WHAT IS EXPECTED: Report every line below that holds the word "yellow".

[Natural language region descriptions]
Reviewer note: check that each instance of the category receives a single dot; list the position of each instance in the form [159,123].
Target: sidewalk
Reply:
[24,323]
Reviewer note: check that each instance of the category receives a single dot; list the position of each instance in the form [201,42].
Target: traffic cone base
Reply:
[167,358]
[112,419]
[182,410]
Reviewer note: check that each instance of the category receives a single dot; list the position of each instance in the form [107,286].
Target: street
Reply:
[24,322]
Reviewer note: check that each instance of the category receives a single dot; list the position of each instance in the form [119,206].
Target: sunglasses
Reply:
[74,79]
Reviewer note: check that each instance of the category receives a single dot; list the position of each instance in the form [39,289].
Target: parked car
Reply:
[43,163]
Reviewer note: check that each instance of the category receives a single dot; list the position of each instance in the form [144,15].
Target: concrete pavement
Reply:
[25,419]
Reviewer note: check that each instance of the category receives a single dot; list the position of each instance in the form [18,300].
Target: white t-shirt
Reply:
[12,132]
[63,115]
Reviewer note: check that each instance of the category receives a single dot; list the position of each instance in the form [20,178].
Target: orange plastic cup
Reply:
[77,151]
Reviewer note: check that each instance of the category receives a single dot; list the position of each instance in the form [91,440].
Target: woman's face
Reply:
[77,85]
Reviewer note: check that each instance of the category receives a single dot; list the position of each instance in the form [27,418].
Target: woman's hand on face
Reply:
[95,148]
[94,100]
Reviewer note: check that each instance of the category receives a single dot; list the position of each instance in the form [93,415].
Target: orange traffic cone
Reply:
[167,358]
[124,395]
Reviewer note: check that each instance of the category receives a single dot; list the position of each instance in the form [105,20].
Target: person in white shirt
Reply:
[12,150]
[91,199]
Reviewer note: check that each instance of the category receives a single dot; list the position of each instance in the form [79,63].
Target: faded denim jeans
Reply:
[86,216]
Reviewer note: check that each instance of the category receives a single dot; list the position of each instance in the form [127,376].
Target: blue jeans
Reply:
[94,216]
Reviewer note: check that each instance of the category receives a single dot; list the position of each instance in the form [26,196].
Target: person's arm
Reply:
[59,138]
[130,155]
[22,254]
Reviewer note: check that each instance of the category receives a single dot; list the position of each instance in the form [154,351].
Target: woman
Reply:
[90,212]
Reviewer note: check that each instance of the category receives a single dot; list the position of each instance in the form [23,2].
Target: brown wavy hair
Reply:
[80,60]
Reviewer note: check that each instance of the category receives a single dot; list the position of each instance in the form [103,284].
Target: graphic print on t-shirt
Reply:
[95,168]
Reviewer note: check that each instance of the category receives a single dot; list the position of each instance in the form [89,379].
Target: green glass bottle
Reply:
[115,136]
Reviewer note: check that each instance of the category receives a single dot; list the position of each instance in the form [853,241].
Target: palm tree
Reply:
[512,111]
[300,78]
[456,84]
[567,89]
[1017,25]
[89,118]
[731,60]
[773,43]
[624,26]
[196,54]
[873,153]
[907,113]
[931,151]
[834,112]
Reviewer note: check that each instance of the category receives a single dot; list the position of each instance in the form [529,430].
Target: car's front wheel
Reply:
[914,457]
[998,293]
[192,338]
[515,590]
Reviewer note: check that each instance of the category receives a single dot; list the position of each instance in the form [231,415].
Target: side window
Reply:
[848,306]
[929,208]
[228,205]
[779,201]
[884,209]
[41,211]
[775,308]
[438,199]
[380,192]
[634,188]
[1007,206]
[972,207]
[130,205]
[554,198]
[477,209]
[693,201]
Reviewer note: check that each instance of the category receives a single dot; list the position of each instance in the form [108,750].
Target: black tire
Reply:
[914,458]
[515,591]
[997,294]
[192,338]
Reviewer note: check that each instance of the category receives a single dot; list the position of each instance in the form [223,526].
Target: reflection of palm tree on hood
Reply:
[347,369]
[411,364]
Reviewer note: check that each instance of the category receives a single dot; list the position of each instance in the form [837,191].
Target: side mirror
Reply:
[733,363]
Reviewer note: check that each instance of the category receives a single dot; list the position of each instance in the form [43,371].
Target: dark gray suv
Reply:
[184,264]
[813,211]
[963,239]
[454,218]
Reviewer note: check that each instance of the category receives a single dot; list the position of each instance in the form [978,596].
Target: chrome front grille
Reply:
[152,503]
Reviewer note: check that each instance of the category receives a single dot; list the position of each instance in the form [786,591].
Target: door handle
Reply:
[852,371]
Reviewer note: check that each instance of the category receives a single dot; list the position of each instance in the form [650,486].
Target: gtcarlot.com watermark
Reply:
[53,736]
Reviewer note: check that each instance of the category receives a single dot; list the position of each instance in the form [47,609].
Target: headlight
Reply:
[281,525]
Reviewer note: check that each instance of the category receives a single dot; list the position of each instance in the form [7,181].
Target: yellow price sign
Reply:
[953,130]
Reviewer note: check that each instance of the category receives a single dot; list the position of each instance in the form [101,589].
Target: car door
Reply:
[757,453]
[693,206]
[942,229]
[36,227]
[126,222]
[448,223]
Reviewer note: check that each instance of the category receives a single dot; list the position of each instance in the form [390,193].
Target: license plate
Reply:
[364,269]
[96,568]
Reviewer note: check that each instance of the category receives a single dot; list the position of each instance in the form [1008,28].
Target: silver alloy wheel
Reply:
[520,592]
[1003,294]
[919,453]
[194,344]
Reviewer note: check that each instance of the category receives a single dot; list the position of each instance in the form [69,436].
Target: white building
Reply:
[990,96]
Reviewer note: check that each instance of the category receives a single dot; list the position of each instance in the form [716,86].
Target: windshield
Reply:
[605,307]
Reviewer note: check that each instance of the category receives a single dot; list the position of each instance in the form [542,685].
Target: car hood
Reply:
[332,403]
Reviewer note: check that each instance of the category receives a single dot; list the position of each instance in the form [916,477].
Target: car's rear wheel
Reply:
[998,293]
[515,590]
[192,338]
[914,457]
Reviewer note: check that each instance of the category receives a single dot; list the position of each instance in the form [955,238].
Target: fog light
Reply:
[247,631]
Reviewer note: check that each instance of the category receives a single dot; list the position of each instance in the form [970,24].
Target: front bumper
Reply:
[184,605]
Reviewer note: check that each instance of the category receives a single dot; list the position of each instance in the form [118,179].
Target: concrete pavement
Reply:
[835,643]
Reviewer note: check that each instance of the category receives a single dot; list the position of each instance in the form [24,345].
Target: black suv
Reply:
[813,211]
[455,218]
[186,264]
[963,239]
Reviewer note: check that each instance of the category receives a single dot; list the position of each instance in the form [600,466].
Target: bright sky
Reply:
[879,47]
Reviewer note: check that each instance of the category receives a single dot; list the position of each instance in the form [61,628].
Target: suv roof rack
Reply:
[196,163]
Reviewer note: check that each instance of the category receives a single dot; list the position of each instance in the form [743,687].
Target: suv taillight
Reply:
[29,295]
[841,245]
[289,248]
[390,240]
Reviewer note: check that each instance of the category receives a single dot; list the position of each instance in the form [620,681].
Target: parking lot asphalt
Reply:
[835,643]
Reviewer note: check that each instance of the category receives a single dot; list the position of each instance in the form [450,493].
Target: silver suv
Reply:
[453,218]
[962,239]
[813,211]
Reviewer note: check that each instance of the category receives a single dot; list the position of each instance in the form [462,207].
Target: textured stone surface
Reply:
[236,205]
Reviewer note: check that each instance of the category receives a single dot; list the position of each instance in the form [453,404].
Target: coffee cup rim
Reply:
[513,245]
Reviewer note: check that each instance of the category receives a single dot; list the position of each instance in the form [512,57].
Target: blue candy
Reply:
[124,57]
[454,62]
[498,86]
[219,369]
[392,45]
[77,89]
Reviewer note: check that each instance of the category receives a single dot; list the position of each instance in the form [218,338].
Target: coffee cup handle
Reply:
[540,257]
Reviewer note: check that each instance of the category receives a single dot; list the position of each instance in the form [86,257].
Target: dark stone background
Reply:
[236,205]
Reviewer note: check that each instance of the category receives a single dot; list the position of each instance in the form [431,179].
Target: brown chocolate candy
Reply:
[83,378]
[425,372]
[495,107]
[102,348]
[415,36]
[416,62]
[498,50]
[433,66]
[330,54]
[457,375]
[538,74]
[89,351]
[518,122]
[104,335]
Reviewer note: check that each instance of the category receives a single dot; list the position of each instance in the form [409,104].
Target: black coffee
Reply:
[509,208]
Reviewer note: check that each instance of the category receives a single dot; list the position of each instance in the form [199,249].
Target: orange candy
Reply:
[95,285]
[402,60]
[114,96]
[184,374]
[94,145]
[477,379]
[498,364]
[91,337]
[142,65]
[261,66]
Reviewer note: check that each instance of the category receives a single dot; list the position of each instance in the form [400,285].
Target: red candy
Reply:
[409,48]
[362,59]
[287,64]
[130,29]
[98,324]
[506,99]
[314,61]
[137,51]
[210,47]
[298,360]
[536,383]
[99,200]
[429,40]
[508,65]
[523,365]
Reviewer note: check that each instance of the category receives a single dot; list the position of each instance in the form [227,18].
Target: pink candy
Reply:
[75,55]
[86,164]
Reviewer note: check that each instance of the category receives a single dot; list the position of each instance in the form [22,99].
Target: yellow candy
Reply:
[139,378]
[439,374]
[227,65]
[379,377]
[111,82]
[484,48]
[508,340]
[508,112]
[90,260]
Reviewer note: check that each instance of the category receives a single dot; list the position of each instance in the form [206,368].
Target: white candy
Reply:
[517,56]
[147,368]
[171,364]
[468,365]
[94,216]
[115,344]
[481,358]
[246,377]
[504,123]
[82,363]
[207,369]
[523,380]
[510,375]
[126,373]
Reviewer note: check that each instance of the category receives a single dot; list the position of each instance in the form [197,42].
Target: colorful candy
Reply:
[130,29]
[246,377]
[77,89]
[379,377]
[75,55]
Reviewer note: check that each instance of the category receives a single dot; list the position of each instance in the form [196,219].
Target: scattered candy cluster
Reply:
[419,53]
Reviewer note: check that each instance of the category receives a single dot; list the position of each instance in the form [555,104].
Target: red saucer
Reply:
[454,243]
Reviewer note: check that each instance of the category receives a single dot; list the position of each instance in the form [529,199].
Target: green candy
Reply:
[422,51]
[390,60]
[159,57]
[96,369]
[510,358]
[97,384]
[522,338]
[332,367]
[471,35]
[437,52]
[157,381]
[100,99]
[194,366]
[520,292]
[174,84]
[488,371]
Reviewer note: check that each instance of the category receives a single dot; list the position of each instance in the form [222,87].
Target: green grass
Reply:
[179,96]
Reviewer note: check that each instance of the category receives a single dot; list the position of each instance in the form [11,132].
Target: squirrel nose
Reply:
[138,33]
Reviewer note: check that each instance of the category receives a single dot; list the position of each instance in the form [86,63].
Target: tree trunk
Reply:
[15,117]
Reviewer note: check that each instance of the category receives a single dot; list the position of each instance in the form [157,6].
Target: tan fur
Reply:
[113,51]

RESPONSE:
Target: yellow price sign
Target: yellow candy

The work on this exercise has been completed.